-- REQUIRED ACTION --
Your answer is every line of the material below in which the string "post" occurs.

-- SUPPLIED DATA --
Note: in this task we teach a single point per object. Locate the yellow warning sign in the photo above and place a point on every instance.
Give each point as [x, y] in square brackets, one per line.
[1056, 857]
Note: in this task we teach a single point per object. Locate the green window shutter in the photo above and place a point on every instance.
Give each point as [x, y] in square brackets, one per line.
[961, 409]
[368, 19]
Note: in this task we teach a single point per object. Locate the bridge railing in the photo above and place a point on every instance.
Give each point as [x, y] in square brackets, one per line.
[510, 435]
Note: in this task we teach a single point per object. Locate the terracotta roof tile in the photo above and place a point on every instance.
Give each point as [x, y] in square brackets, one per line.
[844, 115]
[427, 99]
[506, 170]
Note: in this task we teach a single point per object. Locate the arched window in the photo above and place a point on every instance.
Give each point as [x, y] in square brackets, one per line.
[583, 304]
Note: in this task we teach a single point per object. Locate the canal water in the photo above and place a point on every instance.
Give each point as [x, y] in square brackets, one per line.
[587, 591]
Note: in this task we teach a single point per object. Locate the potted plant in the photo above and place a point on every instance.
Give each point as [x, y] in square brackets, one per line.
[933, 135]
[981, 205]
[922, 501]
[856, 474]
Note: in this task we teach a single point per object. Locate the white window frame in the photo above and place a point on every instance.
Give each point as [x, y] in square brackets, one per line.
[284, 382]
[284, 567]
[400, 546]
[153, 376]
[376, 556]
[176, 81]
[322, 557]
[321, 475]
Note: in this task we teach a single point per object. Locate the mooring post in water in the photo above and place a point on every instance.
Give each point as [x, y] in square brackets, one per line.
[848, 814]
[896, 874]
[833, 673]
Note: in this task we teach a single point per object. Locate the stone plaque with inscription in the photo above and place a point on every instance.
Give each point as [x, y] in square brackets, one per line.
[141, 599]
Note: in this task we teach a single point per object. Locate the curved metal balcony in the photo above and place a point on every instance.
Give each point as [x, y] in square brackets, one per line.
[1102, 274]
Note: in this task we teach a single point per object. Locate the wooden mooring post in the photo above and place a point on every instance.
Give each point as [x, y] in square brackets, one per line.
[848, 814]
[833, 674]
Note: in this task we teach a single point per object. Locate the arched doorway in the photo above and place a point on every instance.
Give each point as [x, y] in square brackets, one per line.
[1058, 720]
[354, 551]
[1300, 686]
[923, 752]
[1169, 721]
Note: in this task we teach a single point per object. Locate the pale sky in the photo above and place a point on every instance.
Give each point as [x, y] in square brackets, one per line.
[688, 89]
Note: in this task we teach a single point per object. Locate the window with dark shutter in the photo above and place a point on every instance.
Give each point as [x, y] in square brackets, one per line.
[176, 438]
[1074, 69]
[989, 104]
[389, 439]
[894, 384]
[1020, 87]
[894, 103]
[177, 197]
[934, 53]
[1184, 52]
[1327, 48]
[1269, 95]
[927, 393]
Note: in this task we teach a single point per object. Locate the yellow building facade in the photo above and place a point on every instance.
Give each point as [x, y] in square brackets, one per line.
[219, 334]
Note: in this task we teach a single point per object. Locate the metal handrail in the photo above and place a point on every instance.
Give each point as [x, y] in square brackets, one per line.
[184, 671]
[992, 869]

-- RESPONSE AREA --
Note: in this task we teach a single point per object. Locate the mooring post in water in the photo above and place a point on every instance.
Note: in this task we teach a single point per object. Locate the wooden mooring post in the photo above and place a point on every instance.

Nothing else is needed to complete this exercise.